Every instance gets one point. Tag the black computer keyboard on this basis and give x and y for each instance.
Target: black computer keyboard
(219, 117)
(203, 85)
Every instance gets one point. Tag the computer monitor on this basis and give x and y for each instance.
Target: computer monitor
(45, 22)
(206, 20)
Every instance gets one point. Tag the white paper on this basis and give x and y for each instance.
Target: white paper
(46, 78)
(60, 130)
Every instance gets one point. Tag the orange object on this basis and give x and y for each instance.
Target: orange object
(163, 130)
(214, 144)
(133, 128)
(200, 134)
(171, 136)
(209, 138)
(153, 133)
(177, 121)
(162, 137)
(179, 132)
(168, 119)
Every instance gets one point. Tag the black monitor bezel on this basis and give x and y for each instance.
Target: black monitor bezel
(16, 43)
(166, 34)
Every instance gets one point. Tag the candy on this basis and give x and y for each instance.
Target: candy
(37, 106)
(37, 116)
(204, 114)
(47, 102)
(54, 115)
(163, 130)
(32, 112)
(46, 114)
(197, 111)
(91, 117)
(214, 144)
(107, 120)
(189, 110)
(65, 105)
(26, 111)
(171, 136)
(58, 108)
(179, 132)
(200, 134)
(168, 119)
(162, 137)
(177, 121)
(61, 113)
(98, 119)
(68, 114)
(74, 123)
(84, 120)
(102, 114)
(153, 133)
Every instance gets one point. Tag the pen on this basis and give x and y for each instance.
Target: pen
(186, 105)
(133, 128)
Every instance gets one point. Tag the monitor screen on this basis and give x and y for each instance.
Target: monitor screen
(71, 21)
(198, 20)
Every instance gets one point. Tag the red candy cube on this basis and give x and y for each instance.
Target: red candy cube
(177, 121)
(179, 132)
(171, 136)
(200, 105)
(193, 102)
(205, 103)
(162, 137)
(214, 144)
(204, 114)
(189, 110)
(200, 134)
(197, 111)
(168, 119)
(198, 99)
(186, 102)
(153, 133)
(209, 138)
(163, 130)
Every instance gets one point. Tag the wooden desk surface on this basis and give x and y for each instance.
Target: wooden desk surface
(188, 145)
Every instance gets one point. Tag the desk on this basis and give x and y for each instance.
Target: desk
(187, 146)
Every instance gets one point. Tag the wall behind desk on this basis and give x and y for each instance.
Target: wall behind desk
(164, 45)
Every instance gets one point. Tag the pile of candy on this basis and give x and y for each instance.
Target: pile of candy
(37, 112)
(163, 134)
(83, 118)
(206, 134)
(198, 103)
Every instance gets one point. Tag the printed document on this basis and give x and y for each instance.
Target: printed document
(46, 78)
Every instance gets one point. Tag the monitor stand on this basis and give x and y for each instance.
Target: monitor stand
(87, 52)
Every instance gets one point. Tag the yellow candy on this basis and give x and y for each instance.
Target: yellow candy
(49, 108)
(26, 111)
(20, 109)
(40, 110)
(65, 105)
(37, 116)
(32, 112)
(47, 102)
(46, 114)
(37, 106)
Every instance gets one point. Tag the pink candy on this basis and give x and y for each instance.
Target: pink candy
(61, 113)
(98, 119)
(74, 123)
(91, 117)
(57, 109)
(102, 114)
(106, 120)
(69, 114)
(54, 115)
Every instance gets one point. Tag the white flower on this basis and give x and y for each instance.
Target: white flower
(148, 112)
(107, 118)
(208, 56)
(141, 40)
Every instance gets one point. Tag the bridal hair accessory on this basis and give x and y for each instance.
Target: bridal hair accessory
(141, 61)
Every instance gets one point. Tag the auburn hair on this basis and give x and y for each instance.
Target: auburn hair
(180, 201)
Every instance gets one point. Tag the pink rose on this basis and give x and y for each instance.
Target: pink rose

*-*-*

* SET PROBLEM:
Recast the listing above as a Markdown table with two columns, "Row" for a running number and "Line" for each line's text. Leave out any blank lines.

* EXERCISE ANSWER:
| Row | Line |
|---|---|
| 1 | Every instance gets one point. Tag the black computer keyboard on this basis and give x and y for each instance. |
| 2 | Target: black computer keyboard |
| 3 | (219, 117) |
| 4 | (203, 85) |
| 5 | Every instance gets one point. Tag the computer monitor on this basis and give x and y for each instance. |
| 6 | Target: computer monitor |
| 7 | (45, 22) |
| 8 | (206, 20) |
| 9 | Every instance gets one point. Tag the white paper on this basis and give x and y for each instance. |
| 10 | Target: white paper |
| 11 | (46, 78) |
| 12 | (60, 130) |
| 13 | Every instance gets one point. Tag the orange object on this basis and give x and y for each instance. |
| 14 | Target: orange object |
| 15 | (163, 130) |
| 16 | (214, 144) |
| 17 | (133, 128) |
| 18 | (200, 134) |
| 19 | (171, 136) |
| 20 | (209, 138) |
| 21 | (153, 133) |
| 22 | (177, 121) |
| 23 | (162, 137) |
| 24 | (179, 132) |
| 25 | (168, 119) |
| 26 | Every instance gets one point. Tag the black monitor bezel on this basis and give x and y for each instance. |
| 27 | Target: black monitor bezel |
| 28 | (16, 43) |
| 29 | (166, 34) |
| 30 | Every instance gets one point. Tag the candy on this basis and give x and y for each instance. |
| 31 | Target: candy |
| 32 | (37, 106) |
| 33 | (37, 116) |
| 34 | (204, 114) |
| 35 | (47, 102) |
| 36 | (54, 115) |
| 37 | (163, 130) |
| 38 | (32, 112) |
| 39 | (46, 114) |
| 40 | (197, 111) |
| 41 | (91, 117) |
| 42 | (214, 144) |
| 43 | (107, 120) |
| 44 | (189, 110) |
| 45 | (65, 105) |
| 46 | (26, 111) |
| 47 | (171, 136) |
| 48 | (58, 108) |
| 49 | (179, 132) |
| 50 | (200, 134) |
| 51 | (168, 119) |
| 52 | (162, 137) |
| 53 | (177, 121) |
| 54 | (61, 113) |
| 55 | (98, 119) |
| 56 | (68, 114) |
| 57 | (74, 123) |
| 58 | (84, 120) |
| 59 | (102, 114) |
| 60 | (153, 133) |
| 61 | Every instance gets one point. Tag the pen on this basis and give x and y for each instance. |
| 62 | Target: pen |
| 63 | (186, 105) |
| 64 | (133, 128) |
| 65 | Every instance gets one point. Tag the monitor screen on this basis and give x and y for each instance. |
| 66 | Target: monitor screen |
| 67 | (71, 21) |
| 68 | (198, 20) |
| 69 | Every instance gets one point. Tag the red candy cube on this basis and give x and y for each instance. |
| 70 | Target: red candy cube |
| 71 | (177, 121) |
| 72 | (179, 132) |
| 73 | (171, 136) |
| 74 | (200, 105) |
| 75 | (193, 102) |
| 76 | (205, 103) |
| 77 | (162, 137) |
| 78 | (214, 144) |
| 79 | (204, 114) |
| 80 | (189, 110) |
| 81 | (200, 134) |
| 82 | (197, 111) |
| 83 | (168, 119) |
| 84 | (198, 99) |
| 85 | (186, 102) |
| 86 | (153, 133) |
| 87 | (209, 138) |
| 88 | (163, 130) |
| 89 | Every instance gets one point. Tag the wooden desk surface on this basis and give x and y for each instance. |
| 90 | Target: wooden desk surface |
| 91 | (188, 145) |
| 92 | Every instance gets one point. Tag the desk on this basis and give x and y for each instance. |
| 93 | Target: desk |
| 94 | (187, 146) |
| 95 | Every instance gets one point. Tag the wall behind desk on this basis and give x and y for each instance. |
| 96 | Target: wall behind desk |
| 97 | (164, 45) |
| 98 | Every instance gets one point. Tag the pile of candy on this basis and give x and y for each instance. |
| 99 | Target: pile of candy |
| 100 | (37, 112) |
| 101 | (163, 134) |
| 102 | (83, 118) |
| 103 | (206, 134) |
| 104 | (198, 103) |
| 105 | Every instance gets one point. Tag the printed document on this basis and give x and y for each instance. |
| 106 | Target: printed document |
| 107 | (46, 78) |
| 108 | Every instance gets one point. Tag the monitor stand on this basis and give x and y for each instance. |
| 109 | Target: monitor stand |
| 110 | (87, 52) |
| 111 | Every instance gets one point. Tag the yellow candy on this basis and give x and y for each instance. |
| 112 | Target: yellow candy |
| 113 | (49, 108) |
| 114 | (26, 111) |
| 115 | (20, 109) |
| 116 | (40, 110) |
| 117 | (65, 105) |
| 118 | (37, 116) |
| 119 | (32, 112) |
| 120 | (47, 102) |
| 121 | (46, 114) |
| 122 | (37, 106) |
| 123 | Every instance gets one point. Tag the pink candy on this basis and give x and y for each instance. |
| 124 | Target: pink candy |
| 125 | (61, 113) |
| 126 | (98, 119) |
| 127 | (74, 123) |
| 128 | (91, 117) |
| 129 | (57, 109) |
| 130 | (102, 114) |
| 131 | (106, 120) |
| 132 | (69, 114) |
| 133 | (54, 115) |
| 134 | Every instance gets one point. Tag the white flower on this basis and give x and y for each instance. |
| 135 | Target: white flower |
| 136 | (148, 112) |
| 137 | (107, 118) |
| 138 | (208, 56) |
| 139 | (141, 40) |
| 140 | Every instance gets one point. Tag the bridal hair accessory on this basis and give x and y for each instance. |
| 141 | Target: bridal hair accessory |
| 142 | (141, 61) |
| 143 | Every instance gets one point. Tag the auburn hair on this basis and give x and y for each instance. |
| 144 | Target: auburn hair |
| 145 | (180, 201) |
| 146 | Every instance gets one point. Tag the pink rose on this basis and give x and y for each instance. |
| 147 | Target: pink rose |